-- Document passage --
New Yorker by birth, shipped across the globe to the world of malls, shanty-towns, patronage, corruption, basketball and a curious burnt-toast smell that wafts around at dusk

Thursday, May 21, 2009

That wily Philippine Navy

Earlier this month a lieutanant in the Philippine Navy, Nancy Gadian, went public with allegations that in 2007, top Navy officials skimmed funds from the 46 million-peso pot intended for the Balikatan military exercises. Balikatan is an annual joint operation between the Philippine and U.S. militaries. For a few weeks every year, soldiers get together to do public works projects and training. All that ditch-digging and handing out rice at schools must win a lot of local hearts and minds, because Balikatan is a perennial public relations shitestorm. This year, there were prostitution scandals breaking as soon as U.S. troops arrived, with papers reporting that local pimps and mamasans in the Bicol region were busing in extra girls to meet the Americans' demand.

It is also unfortunate that Gadian's revelations are also unsurprising. Catching the top brass of any Philippine institution with their hands deep in the coffer is like discovering raccoons in your dumpster. What make this case of malfeasance entertaining, however, is the Navy's recent ultimatum to Gadian: Turn yourself in to the Navy, and we won't be forced to apprehend you.

This woman is already in hiding, for good reason. The idea that the whistleblower will turn herself in to the institution she has outed is lunacy. That's why I like it.

-- Recorded information --
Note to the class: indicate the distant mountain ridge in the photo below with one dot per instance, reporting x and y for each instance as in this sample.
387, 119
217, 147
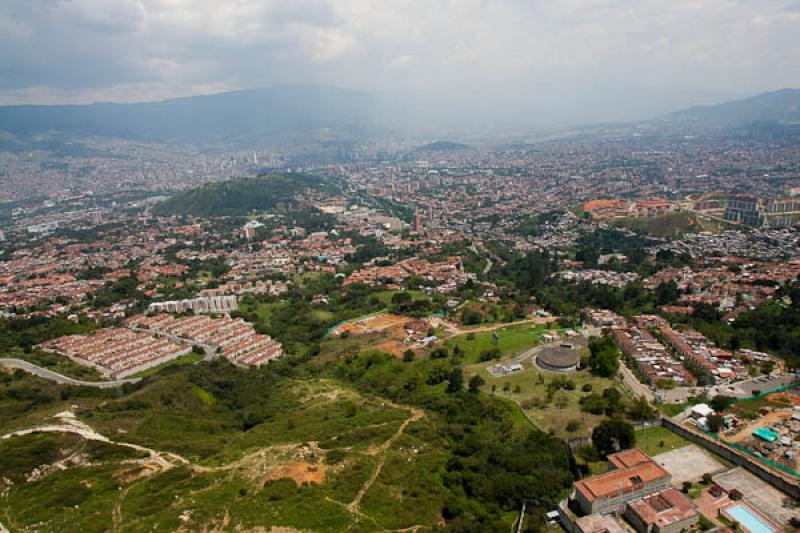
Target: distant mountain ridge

-- Work to complete --
Reproduce everything in the Philippine Navy post above, from "Thursday, May 21, 2009" down to "the Americans' demand.".

-- Full answer --
Thursday, May 21, 2009

That wily Philippine Navy

Earlier this month a lieutanant in the Philippine Navy, Nancy Gadian, went public with allegations that in 2007, top Navy officials skimmed funds from the 46 million-peso pot intended for the Balikatan military exercises. Balikatan is an annual joint operation between the Philippine and U.S. militaries. For a few weeks every year, soldiers get together to do public works projects and training. All that ditch-digging and handing out rice at schools must win a lot of local hearts and minds, because Balikatan is a perennial public relations shitestorm. This year, there were prostitution scandals breaking as soon as U.S. troops arrived, with papers reporting that local pimps and mamasans in the Bicol region were busing in extra girls to meet the Americans' demand.